■ Stored records
__________________________________________________

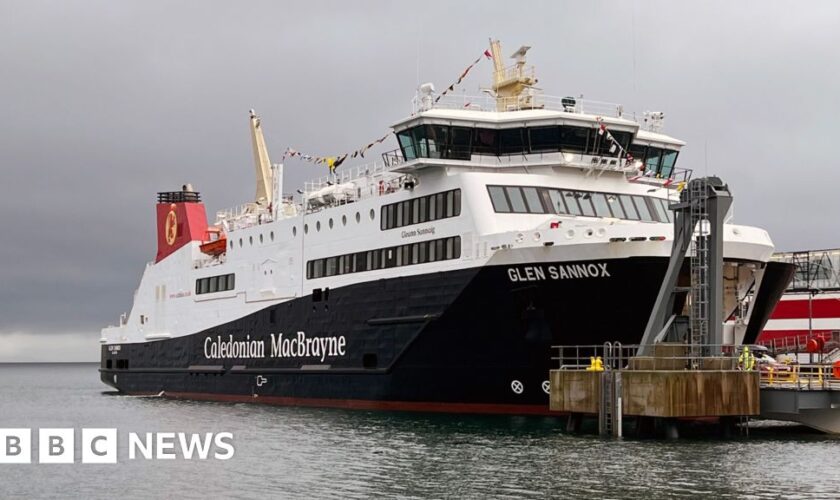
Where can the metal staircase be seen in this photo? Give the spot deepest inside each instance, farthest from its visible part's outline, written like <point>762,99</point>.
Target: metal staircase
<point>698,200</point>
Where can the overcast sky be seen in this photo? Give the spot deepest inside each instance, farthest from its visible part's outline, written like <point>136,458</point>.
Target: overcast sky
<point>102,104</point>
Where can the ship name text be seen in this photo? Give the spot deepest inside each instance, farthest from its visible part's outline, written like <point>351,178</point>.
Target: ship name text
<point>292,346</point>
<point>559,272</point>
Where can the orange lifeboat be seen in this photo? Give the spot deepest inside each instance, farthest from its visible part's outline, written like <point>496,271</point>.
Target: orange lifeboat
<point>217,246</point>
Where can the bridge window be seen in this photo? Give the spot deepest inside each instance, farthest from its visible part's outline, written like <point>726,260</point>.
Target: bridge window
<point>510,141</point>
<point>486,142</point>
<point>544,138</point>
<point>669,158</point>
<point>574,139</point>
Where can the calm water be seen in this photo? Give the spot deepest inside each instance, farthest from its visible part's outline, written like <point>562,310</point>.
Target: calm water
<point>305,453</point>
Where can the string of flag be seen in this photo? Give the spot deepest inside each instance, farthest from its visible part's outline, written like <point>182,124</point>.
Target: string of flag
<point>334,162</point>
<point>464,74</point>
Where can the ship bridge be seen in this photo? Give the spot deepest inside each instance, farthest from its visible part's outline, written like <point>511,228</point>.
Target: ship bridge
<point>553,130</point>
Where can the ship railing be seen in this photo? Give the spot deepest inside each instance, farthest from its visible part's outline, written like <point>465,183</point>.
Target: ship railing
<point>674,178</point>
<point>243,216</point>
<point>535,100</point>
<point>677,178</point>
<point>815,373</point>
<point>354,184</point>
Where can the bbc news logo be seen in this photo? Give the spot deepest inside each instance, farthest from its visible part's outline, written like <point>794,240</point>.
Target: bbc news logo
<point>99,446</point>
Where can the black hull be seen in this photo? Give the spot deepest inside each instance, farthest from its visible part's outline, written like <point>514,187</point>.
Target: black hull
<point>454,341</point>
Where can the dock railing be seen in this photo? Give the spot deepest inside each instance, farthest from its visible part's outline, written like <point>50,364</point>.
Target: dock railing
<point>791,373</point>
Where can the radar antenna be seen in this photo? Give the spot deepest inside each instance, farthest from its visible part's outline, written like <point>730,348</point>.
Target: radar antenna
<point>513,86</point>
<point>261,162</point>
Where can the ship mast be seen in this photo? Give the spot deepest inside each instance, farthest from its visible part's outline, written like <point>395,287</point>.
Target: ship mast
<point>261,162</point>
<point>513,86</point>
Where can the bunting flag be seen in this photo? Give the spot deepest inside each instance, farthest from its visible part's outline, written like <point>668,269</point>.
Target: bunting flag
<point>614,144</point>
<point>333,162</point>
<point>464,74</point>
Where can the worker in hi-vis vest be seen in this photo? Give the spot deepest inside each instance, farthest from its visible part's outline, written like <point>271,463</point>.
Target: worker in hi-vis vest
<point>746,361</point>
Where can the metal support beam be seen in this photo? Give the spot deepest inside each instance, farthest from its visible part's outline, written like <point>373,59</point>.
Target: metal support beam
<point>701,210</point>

__________________________________________________

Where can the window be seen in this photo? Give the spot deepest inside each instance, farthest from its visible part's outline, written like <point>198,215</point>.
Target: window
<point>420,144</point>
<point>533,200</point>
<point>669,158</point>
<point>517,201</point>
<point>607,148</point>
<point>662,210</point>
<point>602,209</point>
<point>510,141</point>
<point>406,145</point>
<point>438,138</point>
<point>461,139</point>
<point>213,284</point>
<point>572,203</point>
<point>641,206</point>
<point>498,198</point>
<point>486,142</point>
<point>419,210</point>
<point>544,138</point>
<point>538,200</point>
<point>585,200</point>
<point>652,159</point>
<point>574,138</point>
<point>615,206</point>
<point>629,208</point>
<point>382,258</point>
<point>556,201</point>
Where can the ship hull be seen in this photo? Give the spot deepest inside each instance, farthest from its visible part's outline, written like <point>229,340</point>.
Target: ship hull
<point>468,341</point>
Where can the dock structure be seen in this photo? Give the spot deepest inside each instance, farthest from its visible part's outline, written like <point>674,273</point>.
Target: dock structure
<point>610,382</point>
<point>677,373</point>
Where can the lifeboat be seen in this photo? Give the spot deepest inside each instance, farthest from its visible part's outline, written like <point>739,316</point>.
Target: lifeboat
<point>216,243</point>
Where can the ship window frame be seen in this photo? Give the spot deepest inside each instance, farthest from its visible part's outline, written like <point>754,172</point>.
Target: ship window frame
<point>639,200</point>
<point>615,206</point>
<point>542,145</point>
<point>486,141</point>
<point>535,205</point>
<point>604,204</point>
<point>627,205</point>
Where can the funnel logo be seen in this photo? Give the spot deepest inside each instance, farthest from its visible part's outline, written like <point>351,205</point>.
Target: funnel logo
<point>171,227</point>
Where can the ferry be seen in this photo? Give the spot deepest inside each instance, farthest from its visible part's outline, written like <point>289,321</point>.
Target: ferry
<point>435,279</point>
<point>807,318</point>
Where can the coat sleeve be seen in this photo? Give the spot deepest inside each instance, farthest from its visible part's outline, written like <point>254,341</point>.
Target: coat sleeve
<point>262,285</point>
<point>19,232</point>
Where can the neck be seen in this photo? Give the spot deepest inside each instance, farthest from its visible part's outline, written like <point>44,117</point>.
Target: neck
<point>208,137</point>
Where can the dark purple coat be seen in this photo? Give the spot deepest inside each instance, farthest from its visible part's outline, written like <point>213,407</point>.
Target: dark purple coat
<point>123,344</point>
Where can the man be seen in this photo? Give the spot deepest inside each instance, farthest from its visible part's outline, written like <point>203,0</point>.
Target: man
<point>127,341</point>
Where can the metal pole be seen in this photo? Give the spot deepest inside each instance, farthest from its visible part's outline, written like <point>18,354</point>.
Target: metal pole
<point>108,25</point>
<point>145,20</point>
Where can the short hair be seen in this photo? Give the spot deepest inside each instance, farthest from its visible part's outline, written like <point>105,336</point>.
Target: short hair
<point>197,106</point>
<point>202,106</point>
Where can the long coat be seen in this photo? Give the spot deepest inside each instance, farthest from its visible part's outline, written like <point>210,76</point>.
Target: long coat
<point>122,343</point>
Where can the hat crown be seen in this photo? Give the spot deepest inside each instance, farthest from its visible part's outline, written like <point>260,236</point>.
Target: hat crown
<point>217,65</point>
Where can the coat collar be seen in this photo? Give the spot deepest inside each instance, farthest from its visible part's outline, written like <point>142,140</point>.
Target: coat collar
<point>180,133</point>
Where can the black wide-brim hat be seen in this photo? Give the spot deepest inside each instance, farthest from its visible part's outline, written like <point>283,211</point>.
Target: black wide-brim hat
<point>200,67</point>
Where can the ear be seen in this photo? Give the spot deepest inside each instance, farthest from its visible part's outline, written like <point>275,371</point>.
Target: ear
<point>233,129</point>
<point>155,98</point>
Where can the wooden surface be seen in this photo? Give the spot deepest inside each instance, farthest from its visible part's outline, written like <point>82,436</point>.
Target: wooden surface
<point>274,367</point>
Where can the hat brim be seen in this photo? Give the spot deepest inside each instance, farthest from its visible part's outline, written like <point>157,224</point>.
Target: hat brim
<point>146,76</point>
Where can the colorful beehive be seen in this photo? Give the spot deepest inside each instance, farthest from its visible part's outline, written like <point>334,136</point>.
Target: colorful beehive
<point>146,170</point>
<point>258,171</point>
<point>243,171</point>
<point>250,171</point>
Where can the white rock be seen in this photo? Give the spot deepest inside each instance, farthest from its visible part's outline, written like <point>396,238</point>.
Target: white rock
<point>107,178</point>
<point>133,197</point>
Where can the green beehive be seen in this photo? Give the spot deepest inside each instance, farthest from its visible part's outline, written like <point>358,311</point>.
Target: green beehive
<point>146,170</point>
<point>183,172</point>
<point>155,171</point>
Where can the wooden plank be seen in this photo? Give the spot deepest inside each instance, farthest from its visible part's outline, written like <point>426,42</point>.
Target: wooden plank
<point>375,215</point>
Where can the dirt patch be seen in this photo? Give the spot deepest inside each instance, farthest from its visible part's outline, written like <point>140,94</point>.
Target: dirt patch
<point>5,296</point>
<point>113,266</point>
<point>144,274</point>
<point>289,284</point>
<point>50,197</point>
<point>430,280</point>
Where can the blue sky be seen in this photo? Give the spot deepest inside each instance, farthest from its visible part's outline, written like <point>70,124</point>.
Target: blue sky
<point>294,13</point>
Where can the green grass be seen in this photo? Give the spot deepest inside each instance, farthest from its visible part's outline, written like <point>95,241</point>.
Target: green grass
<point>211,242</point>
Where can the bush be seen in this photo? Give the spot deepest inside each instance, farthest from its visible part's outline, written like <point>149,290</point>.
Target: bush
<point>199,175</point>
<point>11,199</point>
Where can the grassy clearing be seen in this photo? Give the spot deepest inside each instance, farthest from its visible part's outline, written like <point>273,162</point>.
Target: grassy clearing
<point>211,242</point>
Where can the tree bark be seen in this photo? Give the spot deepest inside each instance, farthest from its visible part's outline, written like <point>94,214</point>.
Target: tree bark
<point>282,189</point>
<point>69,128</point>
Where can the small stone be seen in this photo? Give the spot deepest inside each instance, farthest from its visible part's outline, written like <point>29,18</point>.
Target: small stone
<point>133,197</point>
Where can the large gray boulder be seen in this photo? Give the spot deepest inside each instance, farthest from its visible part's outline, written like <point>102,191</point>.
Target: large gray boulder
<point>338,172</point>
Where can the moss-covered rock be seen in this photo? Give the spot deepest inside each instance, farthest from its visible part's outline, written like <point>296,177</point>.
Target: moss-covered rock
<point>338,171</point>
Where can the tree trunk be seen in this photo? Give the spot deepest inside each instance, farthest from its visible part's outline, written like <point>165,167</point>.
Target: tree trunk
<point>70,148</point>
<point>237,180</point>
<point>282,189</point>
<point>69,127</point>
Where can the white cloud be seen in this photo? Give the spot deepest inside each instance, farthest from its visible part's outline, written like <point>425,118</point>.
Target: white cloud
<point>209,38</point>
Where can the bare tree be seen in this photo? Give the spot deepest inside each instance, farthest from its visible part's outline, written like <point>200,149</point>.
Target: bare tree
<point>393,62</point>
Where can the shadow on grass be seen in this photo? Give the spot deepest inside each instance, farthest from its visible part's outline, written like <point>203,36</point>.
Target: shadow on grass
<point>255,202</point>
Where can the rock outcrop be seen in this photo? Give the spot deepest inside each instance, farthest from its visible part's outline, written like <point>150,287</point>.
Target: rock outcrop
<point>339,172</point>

__________________________________________________

Reproduce the records verbatim, from the line with "Where can the metal staircase" to the line with "<point>559,272</point>", including both of those lines.

■ The output
Where can the metal staircase be seen in this photo? Give the spot deepest inside each instance, farthest from its visible part's outline, written like <point>762,99</point>.
Target: metal staircase
<point>698,200</point>
Where can the overcast sky be seen in this photo? Give the spot deepest inside each instance, farthest from its visible part's outline, written like <point>136,458</point>.
Target: overcast sky
<point>102,104</point>
Where can the ship name text be seen in this photo? Give the spot deepest inside each instance, farthest from its visible part's outline, written like <point>351,178</point>.
Target: ship name text
<point>292,346</point>
<point>559,272</point>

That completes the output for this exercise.